▸ **Raw data**
┄┄┄┄┄┄┄┄┄┄

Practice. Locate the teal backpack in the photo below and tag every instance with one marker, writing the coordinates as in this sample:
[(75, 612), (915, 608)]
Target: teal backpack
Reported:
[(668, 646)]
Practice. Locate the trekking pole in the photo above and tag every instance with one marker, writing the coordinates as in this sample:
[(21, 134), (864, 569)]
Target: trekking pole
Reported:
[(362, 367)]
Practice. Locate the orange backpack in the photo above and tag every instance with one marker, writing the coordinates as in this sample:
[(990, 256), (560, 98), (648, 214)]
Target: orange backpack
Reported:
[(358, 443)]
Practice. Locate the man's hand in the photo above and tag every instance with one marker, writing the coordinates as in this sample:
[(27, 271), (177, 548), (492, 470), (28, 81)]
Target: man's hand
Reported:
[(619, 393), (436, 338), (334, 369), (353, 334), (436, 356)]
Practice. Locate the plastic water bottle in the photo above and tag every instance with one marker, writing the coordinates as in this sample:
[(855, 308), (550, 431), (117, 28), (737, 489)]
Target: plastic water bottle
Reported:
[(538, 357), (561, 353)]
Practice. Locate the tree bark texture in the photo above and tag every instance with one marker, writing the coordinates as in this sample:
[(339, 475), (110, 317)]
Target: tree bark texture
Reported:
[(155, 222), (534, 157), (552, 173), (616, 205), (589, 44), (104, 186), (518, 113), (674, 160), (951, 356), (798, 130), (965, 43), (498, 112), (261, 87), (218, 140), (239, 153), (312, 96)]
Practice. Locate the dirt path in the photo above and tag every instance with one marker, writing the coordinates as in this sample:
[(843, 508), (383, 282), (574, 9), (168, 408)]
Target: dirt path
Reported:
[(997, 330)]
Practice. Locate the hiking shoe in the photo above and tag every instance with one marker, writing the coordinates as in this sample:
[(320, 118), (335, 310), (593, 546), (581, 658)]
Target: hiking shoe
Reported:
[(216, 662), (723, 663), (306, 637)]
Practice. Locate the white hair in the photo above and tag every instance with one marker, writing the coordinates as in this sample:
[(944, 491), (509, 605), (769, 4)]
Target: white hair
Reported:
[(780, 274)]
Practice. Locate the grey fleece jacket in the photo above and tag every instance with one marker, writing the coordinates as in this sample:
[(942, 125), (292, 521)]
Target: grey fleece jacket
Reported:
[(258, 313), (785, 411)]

┄┄┄┄┄┄┄┄┄┄

▸ **Problem description**
Report every line of the data above that contains the string "Target" by copying it in full.

▸ **Answer to the exercise**
Target: teal backpack
Target: trekking pole
Target: orange backpack
Target: man's hand
Target: plastic water bottle
Target: tree bark texture
Target: dirt path
Target: hiking shoe
Target: white hair
Target: grey fleece jacket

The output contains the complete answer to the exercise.